:: Records shown ::

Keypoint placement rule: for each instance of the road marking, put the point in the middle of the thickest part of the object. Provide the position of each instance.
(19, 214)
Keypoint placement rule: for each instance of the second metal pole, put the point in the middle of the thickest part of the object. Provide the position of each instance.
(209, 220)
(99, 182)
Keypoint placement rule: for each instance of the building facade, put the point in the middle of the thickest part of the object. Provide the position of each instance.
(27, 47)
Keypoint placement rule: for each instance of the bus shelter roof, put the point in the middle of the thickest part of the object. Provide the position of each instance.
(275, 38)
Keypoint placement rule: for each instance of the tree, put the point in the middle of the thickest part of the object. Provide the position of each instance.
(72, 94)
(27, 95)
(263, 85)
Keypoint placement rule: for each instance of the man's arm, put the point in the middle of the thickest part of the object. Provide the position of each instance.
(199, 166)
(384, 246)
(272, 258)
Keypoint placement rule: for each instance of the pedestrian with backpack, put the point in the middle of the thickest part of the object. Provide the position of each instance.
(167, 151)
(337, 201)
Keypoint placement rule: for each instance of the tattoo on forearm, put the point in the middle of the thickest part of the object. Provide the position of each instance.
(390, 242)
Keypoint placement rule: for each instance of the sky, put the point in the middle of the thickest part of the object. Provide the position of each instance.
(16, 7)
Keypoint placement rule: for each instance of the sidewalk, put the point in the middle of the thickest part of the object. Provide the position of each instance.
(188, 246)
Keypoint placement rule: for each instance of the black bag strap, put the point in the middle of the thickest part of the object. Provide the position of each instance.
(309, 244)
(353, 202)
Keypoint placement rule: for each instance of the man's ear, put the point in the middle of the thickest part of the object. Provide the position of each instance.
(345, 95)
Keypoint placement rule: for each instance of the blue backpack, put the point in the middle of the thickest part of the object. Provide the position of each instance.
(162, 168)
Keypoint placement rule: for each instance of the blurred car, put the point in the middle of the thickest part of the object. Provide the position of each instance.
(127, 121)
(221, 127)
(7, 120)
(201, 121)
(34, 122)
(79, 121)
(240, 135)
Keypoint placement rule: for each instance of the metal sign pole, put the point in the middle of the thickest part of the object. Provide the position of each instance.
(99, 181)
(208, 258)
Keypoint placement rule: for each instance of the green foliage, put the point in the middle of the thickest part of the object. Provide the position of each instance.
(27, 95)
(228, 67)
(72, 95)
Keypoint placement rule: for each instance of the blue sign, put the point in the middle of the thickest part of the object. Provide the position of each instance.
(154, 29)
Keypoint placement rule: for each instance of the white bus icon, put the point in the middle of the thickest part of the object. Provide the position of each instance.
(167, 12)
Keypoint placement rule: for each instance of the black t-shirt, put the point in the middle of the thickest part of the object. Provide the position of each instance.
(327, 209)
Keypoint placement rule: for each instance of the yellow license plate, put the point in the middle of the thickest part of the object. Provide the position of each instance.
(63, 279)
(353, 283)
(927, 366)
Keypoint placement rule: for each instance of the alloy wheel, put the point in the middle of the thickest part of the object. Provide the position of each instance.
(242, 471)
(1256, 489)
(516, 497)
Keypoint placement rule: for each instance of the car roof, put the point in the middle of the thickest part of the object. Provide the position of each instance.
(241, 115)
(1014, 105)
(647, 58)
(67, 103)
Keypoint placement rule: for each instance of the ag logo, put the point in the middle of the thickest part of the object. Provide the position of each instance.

:::

▶ _Exercise prompt_
Give back, word for word, only the lines from the one containing "Keypoint placement rule: for each instance of the metal" through the closing line of the entries.

▶ _Output of the exercise_
Keypoint placement rule: for each instance of the metal sign pole, put the point in the middle of the thickest part of the object. Provide the position of each instance.
(99, 181)
(208, 258)
Keypoint placement rule: for each instance of the green foliage, put the point in the middle of the thickest part of the object. Provide the position of each instance.
(27, 95)
(228, 67)
(72, 95)
Keypoint placement rule: for each instance of the blue sign, put the point in the middle of the thickest part of the object. Provide the position of each instance.
(154, 29)
Keypoint placement rule: for each instance of the white bus icon, put the point in the middle of the thickest part of the object. Provide the position of each instance.
(167, 12)
Keypoint placement rule: for each instance of the black t-shirt, put the point in the middle of the thickest part of the object. Provide the position of each instance.
(327, 209)
Keypoint placement rule: for each instance of the yellow license plate, put the point in the middle of the thickest part of the object. Provide the position of each instance.
(63, 279)
(353, 283)
(927, 366)
Keypoint placement rule: for each instance of the alloy wheel, put the point in the middle of the thickest part of the object. Provide the position of each instance.
(242, 471)
(1256, 489)
(516, 497)
Keypoint placement rule: for each instance of the car roof, put the point in the middle of the thickest part of the object. Provide the position of each instance.
(241, 115)
(1014, 105)
(647, 58)
(67, 103)
Keypoint placement rule: for each instance of the ag logo, put the point in the middle of the thickest part of the object. Provide the position of each instance.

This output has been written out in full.